BEGIN TEXT PROVIDED

Who Benefits from GRW? Heterogeneous Employment Effects of Investment Subsidies in Saxony Anhalt
in: IWH Discussion Papers, No. 27, 2017
The paper estimates the plant level employment effects of investment subsidies in one of the most strongly subsidized German Federal States. We analyze the treated plants as a whole, as well as the influence of heterogeneity in plant characteristics and the economic environment. Modifying the standard matching and difference-in-difference approach, we develop a new procedure that is particularly useful for the evaluation of funding programs with individual treatment phases within the funding period. Our data base combines treatment, employment and regional information from different sources. So, we can relate the absolute effects to the amount of the subsidy paid. The results suggest that investment subsidies have a positive influence on the employment development in absolute and standardized figures – with considerable effect heterogeneity.
Identifying the Effects of Place-based Policies – Causal Evidence from Germany
in: IWH Discussion Papers, No. 18, 2016
The German government provides discretionary investment grants to structurally weak regions to reduce regional disparities. We use a regression discontinuity design that exploits an exogenous discrete jump in the probability of receiving investment grants to identify the causal effects of the investment grant on regional outcomes. We find positive effects for regional gross value-added and productivity growth, but no effects for employment and gross wage growth.

END TEXT PROVIDED
BEGIN RECORDED INFORMATION

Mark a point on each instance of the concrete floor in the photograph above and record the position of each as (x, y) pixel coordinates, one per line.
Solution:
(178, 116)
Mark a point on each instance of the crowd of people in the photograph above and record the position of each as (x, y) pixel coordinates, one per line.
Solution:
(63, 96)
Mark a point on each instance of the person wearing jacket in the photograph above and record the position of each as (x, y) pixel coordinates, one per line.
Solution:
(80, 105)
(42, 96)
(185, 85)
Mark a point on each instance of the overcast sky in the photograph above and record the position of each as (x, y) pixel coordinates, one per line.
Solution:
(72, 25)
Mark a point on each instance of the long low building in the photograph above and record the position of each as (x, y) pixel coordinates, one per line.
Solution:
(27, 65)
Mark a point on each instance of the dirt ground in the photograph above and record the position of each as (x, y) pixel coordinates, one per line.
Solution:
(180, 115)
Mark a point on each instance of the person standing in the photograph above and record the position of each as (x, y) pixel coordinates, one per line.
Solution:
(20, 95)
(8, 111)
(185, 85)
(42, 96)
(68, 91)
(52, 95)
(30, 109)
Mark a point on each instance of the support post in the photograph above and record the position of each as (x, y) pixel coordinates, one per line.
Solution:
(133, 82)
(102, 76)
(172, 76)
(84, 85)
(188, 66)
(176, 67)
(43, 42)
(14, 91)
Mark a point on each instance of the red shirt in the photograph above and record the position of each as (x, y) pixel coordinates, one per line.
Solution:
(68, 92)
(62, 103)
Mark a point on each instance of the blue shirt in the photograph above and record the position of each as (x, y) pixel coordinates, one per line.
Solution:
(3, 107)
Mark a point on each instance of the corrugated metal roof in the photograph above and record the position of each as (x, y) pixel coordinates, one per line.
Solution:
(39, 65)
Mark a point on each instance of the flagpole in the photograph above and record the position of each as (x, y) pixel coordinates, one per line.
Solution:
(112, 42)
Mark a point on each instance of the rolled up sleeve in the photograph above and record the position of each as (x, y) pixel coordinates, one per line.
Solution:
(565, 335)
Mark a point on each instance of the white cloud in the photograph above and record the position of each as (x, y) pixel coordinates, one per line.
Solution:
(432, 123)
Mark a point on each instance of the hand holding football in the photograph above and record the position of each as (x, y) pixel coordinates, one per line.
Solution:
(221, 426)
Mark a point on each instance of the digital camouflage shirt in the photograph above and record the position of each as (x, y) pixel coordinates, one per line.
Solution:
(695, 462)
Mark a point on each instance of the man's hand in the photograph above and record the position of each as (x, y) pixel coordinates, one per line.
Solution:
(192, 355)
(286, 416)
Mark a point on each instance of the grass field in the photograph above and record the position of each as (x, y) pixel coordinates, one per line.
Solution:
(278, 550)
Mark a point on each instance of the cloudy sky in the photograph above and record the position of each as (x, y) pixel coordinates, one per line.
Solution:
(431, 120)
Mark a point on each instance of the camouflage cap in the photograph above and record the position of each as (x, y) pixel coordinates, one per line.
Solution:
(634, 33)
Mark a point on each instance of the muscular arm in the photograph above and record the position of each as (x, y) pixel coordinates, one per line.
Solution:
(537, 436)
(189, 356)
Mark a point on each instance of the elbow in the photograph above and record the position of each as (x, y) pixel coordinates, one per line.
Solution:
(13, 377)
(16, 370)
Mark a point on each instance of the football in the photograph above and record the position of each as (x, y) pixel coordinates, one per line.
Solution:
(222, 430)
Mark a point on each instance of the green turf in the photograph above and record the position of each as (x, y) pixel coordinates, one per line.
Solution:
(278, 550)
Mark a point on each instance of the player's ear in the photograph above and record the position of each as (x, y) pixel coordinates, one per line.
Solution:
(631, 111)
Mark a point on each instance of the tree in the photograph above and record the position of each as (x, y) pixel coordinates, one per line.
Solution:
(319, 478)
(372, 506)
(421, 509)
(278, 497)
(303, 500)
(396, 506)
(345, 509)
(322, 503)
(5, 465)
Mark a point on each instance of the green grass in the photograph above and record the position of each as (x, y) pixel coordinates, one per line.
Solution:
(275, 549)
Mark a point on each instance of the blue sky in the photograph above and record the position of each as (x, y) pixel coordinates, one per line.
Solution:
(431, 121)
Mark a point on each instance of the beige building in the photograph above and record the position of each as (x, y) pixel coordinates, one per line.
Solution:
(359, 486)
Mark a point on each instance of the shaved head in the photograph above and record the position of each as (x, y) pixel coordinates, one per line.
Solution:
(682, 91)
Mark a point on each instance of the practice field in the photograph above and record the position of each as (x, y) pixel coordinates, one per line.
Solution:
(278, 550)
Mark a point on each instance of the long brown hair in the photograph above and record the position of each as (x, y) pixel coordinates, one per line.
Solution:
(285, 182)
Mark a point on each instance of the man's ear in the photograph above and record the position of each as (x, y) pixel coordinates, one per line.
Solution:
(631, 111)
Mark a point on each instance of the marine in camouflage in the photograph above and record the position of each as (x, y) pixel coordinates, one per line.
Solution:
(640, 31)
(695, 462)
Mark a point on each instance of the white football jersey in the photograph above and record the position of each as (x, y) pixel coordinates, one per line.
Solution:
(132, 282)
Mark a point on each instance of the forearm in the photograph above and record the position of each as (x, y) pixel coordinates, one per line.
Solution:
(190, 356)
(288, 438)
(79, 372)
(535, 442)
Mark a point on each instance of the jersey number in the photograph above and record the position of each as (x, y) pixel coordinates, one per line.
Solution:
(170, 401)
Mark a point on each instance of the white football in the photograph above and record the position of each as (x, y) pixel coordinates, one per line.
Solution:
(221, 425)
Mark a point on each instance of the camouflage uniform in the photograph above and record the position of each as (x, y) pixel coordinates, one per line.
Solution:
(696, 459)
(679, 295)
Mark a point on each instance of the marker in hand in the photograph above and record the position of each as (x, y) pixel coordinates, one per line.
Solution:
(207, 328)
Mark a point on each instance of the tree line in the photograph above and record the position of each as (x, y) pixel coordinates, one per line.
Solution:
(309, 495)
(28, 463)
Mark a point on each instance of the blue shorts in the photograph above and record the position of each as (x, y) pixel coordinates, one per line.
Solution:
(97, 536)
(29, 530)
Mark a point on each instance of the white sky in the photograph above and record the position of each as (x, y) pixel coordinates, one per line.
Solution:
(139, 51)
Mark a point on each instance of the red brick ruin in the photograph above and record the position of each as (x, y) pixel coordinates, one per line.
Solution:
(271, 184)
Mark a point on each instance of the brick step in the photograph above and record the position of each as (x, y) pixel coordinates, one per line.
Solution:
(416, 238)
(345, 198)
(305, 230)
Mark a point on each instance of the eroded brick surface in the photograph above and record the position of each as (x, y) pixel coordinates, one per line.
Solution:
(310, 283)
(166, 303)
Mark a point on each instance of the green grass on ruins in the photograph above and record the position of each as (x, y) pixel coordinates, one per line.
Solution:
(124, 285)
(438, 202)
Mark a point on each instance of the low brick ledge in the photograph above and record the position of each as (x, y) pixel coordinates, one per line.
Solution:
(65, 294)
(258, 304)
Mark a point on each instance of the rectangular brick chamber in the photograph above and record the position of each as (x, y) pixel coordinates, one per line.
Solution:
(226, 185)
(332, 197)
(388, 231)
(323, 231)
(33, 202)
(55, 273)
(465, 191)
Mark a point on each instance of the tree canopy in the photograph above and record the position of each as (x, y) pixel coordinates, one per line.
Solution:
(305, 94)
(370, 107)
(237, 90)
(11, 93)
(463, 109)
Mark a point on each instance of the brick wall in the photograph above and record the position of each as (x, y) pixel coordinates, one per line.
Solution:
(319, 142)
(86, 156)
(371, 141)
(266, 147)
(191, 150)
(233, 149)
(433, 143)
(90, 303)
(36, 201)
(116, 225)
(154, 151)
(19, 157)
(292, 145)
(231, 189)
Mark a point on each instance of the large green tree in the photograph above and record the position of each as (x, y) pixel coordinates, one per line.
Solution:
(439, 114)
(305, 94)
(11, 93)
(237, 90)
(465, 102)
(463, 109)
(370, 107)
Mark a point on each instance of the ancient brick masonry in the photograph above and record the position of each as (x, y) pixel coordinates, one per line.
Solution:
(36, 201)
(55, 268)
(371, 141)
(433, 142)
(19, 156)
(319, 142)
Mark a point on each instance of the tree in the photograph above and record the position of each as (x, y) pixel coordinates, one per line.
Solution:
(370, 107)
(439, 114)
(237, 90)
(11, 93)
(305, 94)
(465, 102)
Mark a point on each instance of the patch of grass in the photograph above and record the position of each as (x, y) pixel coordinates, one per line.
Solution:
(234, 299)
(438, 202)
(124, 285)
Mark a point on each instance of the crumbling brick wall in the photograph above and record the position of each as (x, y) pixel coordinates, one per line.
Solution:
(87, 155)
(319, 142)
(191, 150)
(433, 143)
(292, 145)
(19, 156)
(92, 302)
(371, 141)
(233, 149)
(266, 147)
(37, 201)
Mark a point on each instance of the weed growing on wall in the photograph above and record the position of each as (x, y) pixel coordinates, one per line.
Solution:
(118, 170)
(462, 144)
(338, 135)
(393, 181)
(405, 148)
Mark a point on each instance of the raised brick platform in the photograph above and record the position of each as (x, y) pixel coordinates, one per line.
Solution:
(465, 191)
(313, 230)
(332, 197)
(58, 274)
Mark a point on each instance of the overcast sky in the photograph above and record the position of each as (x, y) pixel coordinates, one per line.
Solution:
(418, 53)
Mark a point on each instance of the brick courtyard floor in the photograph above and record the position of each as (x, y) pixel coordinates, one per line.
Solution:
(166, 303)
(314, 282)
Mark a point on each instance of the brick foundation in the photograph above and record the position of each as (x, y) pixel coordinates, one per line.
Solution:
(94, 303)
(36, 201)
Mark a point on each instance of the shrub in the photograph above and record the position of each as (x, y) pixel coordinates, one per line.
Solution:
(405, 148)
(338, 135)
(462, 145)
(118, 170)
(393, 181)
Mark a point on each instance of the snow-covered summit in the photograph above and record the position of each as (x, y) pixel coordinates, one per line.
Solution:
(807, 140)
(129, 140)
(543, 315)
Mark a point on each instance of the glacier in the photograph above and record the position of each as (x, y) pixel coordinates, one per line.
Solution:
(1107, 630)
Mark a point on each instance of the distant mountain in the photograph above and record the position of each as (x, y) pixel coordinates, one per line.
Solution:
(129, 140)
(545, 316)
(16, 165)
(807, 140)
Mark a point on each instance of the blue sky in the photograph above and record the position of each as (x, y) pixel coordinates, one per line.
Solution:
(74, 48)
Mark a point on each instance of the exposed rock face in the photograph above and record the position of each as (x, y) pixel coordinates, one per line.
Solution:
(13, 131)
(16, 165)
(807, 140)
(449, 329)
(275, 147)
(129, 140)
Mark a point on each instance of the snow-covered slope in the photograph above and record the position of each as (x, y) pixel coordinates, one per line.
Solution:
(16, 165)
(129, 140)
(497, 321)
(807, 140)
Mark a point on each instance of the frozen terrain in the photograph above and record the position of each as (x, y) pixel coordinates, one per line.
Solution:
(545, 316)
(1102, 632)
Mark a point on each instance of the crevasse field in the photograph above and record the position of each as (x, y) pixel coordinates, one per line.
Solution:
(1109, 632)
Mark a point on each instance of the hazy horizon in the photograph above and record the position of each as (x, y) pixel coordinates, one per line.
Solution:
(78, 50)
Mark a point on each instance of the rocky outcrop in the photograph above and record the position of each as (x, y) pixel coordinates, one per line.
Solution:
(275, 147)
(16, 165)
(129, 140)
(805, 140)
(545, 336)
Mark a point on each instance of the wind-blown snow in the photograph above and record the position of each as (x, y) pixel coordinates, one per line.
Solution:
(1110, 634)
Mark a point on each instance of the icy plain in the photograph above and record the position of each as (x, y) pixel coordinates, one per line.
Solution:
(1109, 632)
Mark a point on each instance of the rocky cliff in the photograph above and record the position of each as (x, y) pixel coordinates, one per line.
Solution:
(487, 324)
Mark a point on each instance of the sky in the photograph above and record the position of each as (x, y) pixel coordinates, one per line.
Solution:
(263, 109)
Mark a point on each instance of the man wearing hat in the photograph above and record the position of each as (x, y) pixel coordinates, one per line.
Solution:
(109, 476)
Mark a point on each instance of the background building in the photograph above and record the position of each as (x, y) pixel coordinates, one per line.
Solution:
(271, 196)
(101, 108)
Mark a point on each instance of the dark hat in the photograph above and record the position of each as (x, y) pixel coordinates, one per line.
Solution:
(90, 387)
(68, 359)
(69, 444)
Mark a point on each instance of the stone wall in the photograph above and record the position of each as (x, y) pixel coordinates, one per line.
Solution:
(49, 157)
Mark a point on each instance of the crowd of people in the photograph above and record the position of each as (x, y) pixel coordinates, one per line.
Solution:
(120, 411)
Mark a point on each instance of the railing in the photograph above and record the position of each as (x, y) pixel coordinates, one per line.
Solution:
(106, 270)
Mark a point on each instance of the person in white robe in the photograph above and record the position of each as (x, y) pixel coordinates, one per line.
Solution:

END RECORDED INFORMATION

- PROBLEM 1 -
Write out the text provided from "Identifying the Effects" up to and including "gross wage growth.", substituting "targeted" for "discretionary".
- PROBLEM 2 -
According to the text provided, what effects did the regression discontinuity study of German investment grants find on regional employment and gross wage growth?

- TASK RESULT 1 -
Identifying the Effects of Place-based Policies – Causal Evidence from Germany
in: IWH Discussion Papers, No. 18, 2016
The German government provides targeted investment grants to structurally weak regions to reduce regional disparities. We use a regression discontinuity design that exploits an exogenous discrete jump in the probability of receiving investment grants to identify the causal effects of the investment grant on regional outcomes. We find positive effects for regional gross value-added and productivity growth, but no effects for employment and gross wage growth.

- TASK RESULT 2 -
It found no effects on either employment or gross wage growth.